### Exercise requirements
Retype every line below precisely as it appears.

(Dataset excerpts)
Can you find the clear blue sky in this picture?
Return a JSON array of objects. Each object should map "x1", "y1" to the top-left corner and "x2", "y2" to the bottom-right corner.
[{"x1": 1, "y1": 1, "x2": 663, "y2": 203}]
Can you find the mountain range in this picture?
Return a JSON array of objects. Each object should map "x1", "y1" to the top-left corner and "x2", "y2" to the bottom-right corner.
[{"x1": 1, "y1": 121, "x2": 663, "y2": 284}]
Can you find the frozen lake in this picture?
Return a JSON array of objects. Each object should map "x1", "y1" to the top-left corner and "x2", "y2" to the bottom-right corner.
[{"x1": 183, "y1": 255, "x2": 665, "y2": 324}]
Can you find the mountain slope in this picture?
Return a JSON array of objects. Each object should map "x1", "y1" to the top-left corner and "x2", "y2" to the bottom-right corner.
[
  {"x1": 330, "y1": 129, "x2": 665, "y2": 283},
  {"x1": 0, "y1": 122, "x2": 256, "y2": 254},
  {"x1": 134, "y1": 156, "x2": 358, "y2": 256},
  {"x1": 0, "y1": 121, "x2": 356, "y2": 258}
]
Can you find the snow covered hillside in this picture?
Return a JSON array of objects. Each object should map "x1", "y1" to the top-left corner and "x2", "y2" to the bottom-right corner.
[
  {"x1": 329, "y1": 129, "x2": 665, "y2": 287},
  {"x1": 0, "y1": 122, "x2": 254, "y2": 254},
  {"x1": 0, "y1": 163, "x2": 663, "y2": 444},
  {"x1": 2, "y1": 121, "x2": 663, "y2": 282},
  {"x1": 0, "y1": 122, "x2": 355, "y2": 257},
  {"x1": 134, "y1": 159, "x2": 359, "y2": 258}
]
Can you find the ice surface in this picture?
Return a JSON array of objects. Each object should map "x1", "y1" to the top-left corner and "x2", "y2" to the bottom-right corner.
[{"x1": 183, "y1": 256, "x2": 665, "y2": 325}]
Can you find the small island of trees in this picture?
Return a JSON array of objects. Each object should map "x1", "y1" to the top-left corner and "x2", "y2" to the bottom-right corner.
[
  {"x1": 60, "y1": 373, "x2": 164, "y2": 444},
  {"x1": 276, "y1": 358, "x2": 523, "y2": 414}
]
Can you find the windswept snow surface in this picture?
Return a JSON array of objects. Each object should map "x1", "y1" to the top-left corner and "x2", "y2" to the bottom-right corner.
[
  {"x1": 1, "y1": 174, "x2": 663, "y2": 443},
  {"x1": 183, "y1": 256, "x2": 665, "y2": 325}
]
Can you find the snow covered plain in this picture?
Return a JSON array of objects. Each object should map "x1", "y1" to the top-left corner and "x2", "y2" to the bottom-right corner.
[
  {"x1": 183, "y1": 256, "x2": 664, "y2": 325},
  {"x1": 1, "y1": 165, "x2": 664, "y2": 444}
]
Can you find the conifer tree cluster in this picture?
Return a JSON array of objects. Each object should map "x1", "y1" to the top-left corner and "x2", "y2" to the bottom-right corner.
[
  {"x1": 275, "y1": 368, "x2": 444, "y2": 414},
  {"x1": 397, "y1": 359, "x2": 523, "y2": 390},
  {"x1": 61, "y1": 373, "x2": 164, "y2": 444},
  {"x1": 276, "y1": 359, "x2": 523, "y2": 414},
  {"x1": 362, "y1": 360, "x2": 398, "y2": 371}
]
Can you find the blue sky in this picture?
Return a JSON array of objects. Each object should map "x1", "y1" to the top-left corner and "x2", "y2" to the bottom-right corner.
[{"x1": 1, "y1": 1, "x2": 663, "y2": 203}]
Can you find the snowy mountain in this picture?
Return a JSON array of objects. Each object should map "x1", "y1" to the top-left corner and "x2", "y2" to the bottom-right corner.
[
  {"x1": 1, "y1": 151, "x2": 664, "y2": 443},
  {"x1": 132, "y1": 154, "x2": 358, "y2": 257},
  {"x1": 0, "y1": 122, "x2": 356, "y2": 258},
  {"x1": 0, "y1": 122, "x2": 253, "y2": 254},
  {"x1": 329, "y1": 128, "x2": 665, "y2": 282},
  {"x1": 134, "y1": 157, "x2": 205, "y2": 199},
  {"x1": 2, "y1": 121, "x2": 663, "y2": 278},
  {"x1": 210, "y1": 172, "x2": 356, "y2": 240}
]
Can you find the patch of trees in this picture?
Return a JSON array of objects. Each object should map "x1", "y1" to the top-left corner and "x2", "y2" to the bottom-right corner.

### Result of the exercise
Can you find the clear blue sky in this picture?
Return a JSON array of objects. Each object should map "x1", "y1" to the top-left corner and "x2", "y2" to the bottom-right corner.
[{"x1": 1, "y1": 1, "x2": 663, "y2": 203}]
Can you find the mountain range in this picture?
Return a JSON array of objects. Each object should map "x1", "y1" to the top-left corner and "x2", "y2" to the bottom-right corner.
[{"x1": 1, "y1": 121, "x2": 663, "y2": 284}]
Can you find the frozen lake in this picture?
Return a JSON array of objects. Each object should map "x1", "y1" to the top-left corner and "x2", "y2" to the bottom-right corner.
[{"x1": 183, "y1": 255, "x2": 665, "y2": 324}]
Can you find the mountain slope in this picture?
Return a JSON array of objects. Each object should map "x1", "y1" to the top-left corner and "x2", "y2" to the bottom-right corner.
[
  {"x1": 330, "y1": 129, "x2": 665, "y2": 283},
  {"x1": 0, "y1": 122, "x2": 256, "y2": 254},
  {"x1": 134, "y1": 156, "x2": 358, "y2": 256},
  {"x1": 0, "y1": 121, "x2": 356, "y2": 258}
]
Can you find the snow covered hillside in this picture?
Return a JSON array of objects. Each object should map "x1", "y1" to the top-left corner and "x2", "y2" to the bottom-right corner.
[
  {"x1": 329, "y1": 129, "x2": 665, "y2": 287},
  {"x1": 0, "y1": 122, "x2": 254, "y2": 254},
  {"x1": 0, "y1": 163, "x2": 663, "y2": 444},
  {"x1": 2, "y1": 121, "x2": 663, "y2": 282},
  {"x1": 0, "y1": 122, "x2": 355, "y2": 257},
  {"x1": 134, "y1": 159, "x2": 359, "y2": 258}
]
Can you find the ice surface in this picture?
Return a JSON array of objects. Each object should map "x1", "y1" to the top-left corner and "x2", "y2" to the bottom-right corner.
[{"x1": 183, "y1": 256, "x2": 665, "y2": 325}]
Can you find the small island of trees in this picture?
Return a JSON array of objects. Each object should map "x1", "y1" to the top-left corner and "x2", "y2" to the bottom-right corner.
[
  {"x1": 60, "y1": 373, "x2": 164, "y2": 444},
  {"x1": 276, "y1": 358, "x2": 523, "y2": 414}
]
Can you find the windswept snow surface in this picture?
Return a JSON array of objects. Each object should map "x1", "y1" to the top-left corner and "x2", "y2" to the bottom-right corner.
[
  {"x1": 1, "y1": 174, "x2": 663, "y2": 443},
  {"x1": 183, "y1": 256, "x2": 665, "y2": 325}
]
Can you find the snow covered plain in this picture?
Return a JSON array of objects. Each object should map "x1", "y1" to the top-left corner and "x2", "y2" to the bottom-right corner.
[
  {"x1": 183, "y1": 256, "x2": 664, "y2": 325},
  {"x1": 1, "y1": 165, "x2": 664, "y2": 444}
]
Can you find the conifer tree cluster in this picture?
Return a JSON array of objects. Each object should map "x1", "y1" to the top-left corner and "x2", "y2" to the bottom-right corner.
[
  {"x1": 275, "y1": 368, "x2": 444, "y2": 414},
  {"x1": 397, "y1": 359, "x2": 523, "y2": 390},
  {"x1": 61, "y1": 373, "x2": 164, "y2": 444},
  {"x1": 276, "y1": 359, "x2": 523, "y2": 414},
  {"x1": 362, "y1": 360, "x2": 398, "y2": 371}
]
Can you find the blue sky in this picture?
Return a JSON array of objects. Each object should map "x1", "y1" to the top-left corner and "x2", "y2" to the bottom-right corner.
[{"x1": 1, "y1": 1, "x2": 663, "y2": 203}]
Can you find the snowy mountain in this picture?
Return a JSON array of objects. Each object should map "x1", "y1" to the top-left corner and "x2", "y2" to the bottom-right corner.
[
  {"x1": 1, "y1": 151, "x2": 664, "y2": 443},
  {"x1": 132, "y1": 154, "x2": 358, "y2": 257},
  {"x1": 0, "y1": 122, "x2": 356, "y2": 258},
  {"x1": 0, "y1": 122, "x2": 253, "y2": 254},
  {"x1": 329, "y1": 128, "x2": 665, "y2": 282},
  {"x1": 134, "y1": 157, "x2": 205, "y2": 199},
  {"x1": 2, "y1": 121, "x2": 663, "y2": 278},
  {"x1": 210, "y1": 172, "x2": 356, "y2": 240}
]
Can you find the patch of trees in this picture?
Return a JSON array of objects. Each object should map "x1", "y1" to the top-left corner and "x2", "y2" to the bottom-right corner.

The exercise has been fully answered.